SOURCE:

- Born: September 24, 1966 (age 59) Baltimore, Maryland, U.S
- Occupations: Actress, Jeweler
- Years active: 1989–2011 (actress)
- Children: 1

= Stacy Galina =

American jeweler and former actress (born 1966)

Stacy Galina (born September 24, 1966) is an American jeweler and former actress. She is known for her roles as Kate Whittaker and Mary-Frances Sumner in the CBS prime time soap opera Knots Landing.

==Early life==
Galina was born in Baltimore, Maryland, and studied at the School of American Ballet and American Ballet Theatre in New York and danced for three years with the Atlanta Ballet. She is an only child. Galina's original dream career was to be a professional dancer, but a childhood injury at age seven led to her temporarily using a wheelchair and forced her to abandon such prospects.

==Career==
Galina later began an acting career, making her screen debut in a small part in the 1989 comedy film Big Man on Campus. She later appeared in the David Jacobs' series Paradise, before winning a role on his Knots Landing. She first appeared in the series in a guest role, playing Mary Frances Sumner in 1990, before joining the regular cast as Kate Whittaker for the final three seasons of the show. She reprised the role of Kate for Knots Landing: Back to the Cul-de-Sac in 1997.

Galina had regular roles in a number of short-lived sitcoms, such as Daddy's Girls (CBS, 1994), Lost on Earth (USA Network, 1997), Alright Already (The WB, 1997–1998), and Hidden Hills (NBC, 2002–2003). Galina also guest starred on Party of Five, Friends, Will & Grace, Boston Legal, and had a recurring role on Providence. She also had the leading role in the 1998 direct-to-video horror film, Children of the Corn V: Fields of Terror as the final girl.

[Data records]
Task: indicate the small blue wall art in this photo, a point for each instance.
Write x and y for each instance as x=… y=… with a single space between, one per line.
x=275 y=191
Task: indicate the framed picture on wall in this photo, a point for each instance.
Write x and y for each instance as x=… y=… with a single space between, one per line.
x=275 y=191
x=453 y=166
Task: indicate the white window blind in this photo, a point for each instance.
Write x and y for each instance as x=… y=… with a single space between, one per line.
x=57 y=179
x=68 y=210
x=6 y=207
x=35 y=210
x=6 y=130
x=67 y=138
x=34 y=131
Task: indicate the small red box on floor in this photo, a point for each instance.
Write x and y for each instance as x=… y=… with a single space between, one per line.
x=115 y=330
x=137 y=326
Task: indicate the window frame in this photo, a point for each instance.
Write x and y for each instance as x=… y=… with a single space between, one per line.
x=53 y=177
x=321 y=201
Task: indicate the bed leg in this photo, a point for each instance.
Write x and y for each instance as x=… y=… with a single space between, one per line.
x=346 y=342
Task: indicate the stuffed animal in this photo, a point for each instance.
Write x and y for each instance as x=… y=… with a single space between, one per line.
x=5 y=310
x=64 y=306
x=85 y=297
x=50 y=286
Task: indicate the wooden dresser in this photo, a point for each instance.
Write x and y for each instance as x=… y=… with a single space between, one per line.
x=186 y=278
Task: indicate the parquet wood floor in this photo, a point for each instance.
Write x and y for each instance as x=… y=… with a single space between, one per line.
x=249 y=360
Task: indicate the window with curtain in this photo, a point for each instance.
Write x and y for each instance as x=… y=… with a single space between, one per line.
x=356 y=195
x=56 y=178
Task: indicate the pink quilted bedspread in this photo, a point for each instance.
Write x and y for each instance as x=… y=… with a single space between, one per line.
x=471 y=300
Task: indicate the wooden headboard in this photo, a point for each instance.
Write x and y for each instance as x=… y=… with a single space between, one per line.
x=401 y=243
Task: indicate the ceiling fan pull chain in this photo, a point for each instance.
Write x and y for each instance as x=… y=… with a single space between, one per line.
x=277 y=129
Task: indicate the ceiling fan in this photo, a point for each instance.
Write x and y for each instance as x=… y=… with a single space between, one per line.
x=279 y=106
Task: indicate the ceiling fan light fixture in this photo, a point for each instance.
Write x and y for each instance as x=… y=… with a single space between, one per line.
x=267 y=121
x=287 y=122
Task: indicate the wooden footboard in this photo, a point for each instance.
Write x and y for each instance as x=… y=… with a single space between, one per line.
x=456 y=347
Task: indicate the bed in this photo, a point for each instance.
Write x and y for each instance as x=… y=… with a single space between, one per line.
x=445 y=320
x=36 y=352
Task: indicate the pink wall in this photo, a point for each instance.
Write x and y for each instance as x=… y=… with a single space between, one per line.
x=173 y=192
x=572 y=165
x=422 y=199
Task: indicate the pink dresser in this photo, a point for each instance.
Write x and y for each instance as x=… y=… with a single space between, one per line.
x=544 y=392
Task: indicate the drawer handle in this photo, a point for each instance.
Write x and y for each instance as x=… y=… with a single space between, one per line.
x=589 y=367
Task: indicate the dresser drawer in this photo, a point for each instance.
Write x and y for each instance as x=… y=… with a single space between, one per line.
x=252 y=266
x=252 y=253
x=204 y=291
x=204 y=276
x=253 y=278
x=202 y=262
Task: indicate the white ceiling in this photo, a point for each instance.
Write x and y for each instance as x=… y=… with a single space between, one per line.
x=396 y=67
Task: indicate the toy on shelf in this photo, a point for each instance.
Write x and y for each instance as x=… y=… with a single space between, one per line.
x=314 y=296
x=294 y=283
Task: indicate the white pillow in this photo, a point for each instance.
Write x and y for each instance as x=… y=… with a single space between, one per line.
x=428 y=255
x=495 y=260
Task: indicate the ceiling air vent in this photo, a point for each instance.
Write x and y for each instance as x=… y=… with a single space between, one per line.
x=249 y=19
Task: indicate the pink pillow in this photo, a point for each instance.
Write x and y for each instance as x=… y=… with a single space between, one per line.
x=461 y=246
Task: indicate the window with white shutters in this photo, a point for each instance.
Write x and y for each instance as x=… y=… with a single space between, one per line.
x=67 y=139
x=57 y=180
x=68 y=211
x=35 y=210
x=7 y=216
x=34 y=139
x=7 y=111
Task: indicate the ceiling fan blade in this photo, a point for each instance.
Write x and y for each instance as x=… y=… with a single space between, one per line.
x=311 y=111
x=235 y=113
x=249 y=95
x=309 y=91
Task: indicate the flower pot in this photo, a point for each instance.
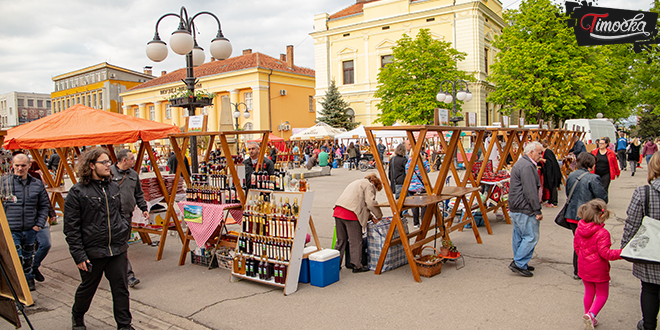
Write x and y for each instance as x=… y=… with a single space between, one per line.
x=444 y=251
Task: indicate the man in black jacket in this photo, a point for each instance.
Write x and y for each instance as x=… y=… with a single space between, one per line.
x=525 y=208
x=131 y=194
x=27 y=213
x=97 y=234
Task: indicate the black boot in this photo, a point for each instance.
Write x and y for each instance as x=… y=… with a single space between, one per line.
x=78 y=323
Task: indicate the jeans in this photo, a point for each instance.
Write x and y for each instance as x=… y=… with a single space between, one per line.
x=43 y=242
x=525 y=237
x=24 y=241
x=115 y=271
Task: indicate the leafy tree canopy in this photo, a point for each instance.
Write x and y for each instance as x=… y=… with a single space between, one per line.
x=408 y=85
x=334 y=109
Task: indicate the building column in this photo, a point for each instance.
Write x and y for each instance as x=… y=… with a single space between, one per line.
x=143 y=110
x=158 y=109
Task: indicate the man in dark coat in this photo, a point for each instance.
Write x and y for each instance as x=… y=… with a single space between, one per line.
x=27 y=213
x=551 y=174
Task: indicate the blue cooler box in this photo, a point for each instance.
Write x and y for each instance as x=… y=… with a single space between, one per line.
x=324 y=267
x=304 y=265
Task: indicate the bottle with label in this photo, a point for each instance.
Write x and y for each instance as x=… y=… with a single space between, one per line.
x=302 y=183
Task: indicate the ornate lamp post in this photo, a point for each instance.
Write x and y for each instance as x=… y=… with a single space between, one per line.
x=448 y=95
x=183 y=42
x=237 y=114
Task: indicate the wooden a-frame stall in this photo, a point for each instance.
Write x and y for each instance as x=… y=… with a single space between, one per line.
x=80 y=126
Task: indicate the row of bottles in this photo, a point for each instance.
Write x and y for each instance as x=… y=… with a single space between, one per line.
x=260 y=267
x=212 y=195
x=272 y=247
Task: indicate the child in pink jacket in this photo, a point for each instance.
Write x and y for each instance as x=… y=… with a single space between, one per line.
x=592 y=244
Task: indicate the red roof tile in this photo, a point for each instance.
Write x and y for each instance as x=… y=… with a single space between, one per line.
x=253 y=60
x=352 y=10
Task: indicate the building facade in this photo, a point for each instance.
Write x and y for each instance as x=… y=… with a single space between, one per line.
x=18 y=108
x=351 y=46
x=97 y=86
x=277 y=94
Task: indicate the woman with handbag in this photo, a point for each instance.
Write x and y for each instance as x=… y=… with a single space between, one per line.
x=585 y=186
x=647 y=273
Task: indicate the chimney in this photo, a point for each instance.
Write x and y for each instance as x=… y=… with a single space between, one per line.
x=289 y=56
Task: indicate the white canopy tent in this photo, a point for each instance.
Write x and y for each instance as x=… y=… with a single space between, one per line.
x=320 y=131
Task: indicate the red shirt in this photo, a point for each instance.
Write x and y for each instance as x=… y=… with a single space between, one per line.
x=343 y=213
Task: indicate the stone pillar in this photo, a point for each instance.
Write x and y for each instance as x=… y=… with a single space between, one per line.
x=158 y=108
x=143 y=110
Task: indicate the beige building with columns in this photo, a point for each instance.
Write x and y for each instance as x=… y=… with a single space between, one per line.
x=277 y=94
x=351 y=46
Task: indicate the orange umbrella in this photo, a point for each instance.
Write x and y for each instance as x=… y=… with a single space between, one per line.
x=84 y=126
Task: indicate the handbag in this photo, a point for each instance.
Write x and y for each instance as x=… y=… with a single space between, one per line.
x=561 y=216
x=644 y=246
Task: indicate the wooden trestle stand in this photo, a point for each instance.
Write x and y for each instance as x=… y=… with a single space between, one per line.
x=436 y=193
x=299 y=243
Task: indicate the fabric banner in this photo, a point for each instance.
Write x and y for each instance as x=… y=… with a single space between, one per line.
x=376 y=234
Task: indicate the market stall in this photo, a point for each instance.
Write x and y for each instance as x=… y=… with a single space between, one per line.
x=436 y=194
x=80 y=126
x=272 y=233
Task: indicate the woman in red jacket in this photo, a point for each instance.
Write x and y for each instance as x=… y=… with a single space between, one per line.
x=607 y=166
x=592 y=244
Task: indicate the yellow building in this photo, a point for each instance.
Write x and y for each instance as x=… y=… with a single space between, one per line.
x=278 y=94
x=351 y=46
x=97 y=86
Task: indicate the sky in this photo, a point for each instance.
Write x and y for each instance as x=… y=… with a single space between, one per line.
x=40 y=39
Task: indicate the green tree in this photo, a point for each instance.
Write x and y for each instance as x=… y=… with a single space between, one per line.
x=334 y=109
x=408 y=85
x=542 y=71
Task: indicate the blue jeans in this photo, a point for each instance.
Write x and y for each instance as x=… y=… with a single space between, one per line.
x=43 y=240
x=525 y=237
x=24 y=241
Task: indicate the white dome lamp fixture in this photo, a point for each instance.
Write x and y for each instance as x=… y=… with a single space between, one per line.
x=183 y=42
x=450 y=94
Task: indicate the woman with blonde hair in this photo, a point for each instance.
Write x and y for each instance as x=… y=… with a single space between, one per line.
x=354 y=208
x=647 y=273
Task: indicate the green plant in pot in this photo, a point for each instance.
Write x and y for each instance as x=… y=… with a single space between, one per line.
x=446 y=245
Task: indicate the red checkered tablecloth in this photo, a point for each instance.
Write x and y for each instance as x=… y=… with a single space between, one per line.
x=212 y=215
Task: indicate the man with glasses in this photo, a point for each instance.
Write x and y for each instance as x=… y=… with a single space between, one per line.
x=26 y=213
x=97 y=233
x=131 y=194
x=251 y=162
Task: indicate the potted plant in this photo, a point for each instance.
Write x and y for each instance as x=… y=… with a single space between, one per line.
x=444 y=250
x=453 y=252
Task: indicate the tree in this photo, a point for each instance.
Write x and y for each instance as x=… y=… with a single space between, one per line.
x=334 y=109
x=408 y=85
x=542 y=71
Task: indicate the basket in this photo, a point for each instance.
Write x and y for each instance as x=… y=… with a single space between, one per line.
x=224 y=259
x=428 y=267
x=209 y=261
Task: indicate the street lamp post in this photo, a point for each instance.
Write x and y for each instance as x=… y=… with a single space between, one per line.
x=448 y=95
x=237 y=114
x=184 y=42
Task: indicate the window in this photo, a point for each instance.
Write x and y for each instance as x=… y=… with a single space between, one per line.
x=347 y=67
x=486 y=60
x=385 y=60
x=248 y=100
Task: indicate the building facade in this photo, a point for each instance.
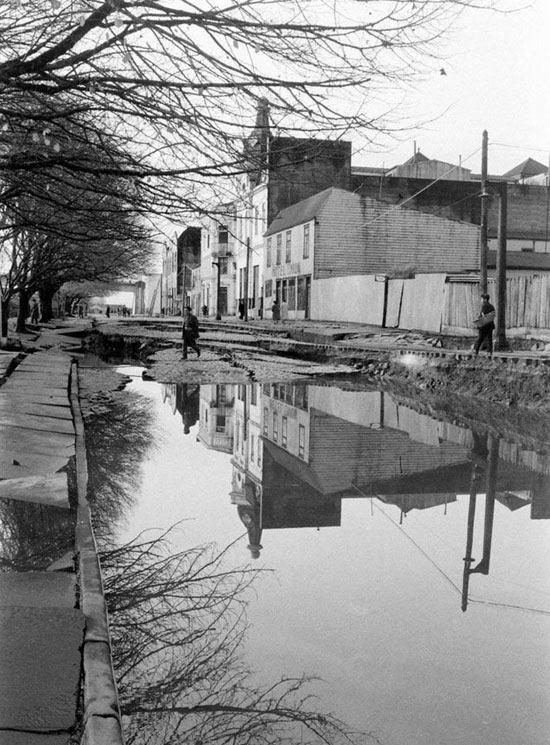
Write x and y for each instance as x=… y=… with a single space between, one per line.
x=330 y=257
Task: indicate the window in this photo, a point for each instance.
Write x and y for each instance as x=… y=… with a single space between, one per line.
x=241 y=283
x=302 y=293
x=305 y=244
x=255 y=284
x=288 y=246
x=291 y=294
x=301 y=440
x=223 y=234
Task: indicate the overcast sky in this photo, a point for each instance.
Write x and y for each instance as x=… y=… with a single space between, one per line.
x=498 y=70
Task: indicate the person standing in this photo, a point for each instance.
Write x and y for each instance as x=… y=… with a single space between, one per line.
x=485 y=330
x=35 y=311
x=190 y=332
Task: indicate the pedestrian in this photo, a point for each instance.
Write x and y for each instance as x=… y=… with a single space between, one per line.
x=284 y=311
x=190 y=332
x=485 y=326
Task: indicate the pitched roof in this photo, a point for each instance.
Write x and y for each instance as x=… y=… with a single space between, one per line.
x=528 y=167
x=300 y=212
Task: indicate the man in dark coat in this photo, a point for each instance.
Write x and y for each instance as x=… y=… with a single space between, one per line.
x=485 y=332
x=190 y=332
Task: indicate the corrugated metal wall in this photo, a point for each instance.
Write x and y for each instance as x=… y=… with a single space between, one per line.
x=527 y=303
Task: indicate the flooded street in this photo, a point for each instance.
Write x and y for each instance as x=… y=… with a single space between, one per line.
x=409 y=555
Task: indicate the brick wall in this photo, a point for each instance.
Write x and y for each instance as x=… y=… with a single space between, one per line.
x=300 y=168
x=358 y=235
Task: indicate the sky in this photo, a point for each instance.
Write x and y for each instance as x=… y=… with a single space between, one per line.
x=498 y=72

REQUIRED WORK:
1. Please retype the part of the Stacy Galina article that begins with the words "- Born: September" and ends with "abandon such prospects.".
2. From the records, lay out the part that opens with the line containing "Task: indicate the wooden footboard" and closes with the line containing "x=589 y=367", both lines included, as a JSON list of strings with one string per line. Leave out any blank lines.

TASK-BY-TASK SOLUTIONS:
1.
- Born: September 24, 1966 (age 59) Baltimore, Maryland, U.S
- Occupations: Actress, Jeweler
- Years active: 1989–2011 (actress)
- Children: 1

= Stacy Galina =

American jeweler and former actress (born 1966)

Stacy Galina (born September 24, 1966) is an American jeweler and former actress. She is known for her roles as Kate Whittaker and Mary-Frances Sumner in the CBS prime time soap opera Knots Landing.

==Early life==
Galina was born in Baltimore, Maryland, and studied at the School of American Ballet and American Ballet Theatre in New York and danced for three years with the Atlanta Ballet. She is an only child. Galina's original dream career was to be a professional dancer, but a childhood injury at age seven led to her temporarily using a wheelchair and forced her to abandon such prospects.

2.
[
  "Task: indicate the wooden footboard in this photo, a point for each instance.",
  "Write x and y for each instance as x=… y=… with a single space between, one per line.",
  "x=456 y=347",
  "Task: indicate the bed in this photo, a point for each instance.",
  "Write x and y for each instance as x=… y=… with a single space between, one per line.",
  "x=445 y=320",
  "x=36 y=352",
  "Task: indicate the pink wall in this photo, a point for each instance.",
  "Write x and y for each instance as x=… y=… with a single space between, one per line.",
  "x=173 y=192",
  "x=572 y=165",
  "x=422 y=199",
  "Task: indicate the pink dresser in this photo, a point for each instance.",
  "Write x and y for each instance as x=… y=… with a single space between, one per line.",
  "x=544 y=392",
  "Task: indicate the drawer handle in this photo, a point for each instance.",
  "Write x and y for each instance as x=… y=… with a single space between, one per line.",
  "x=589 y=367"
]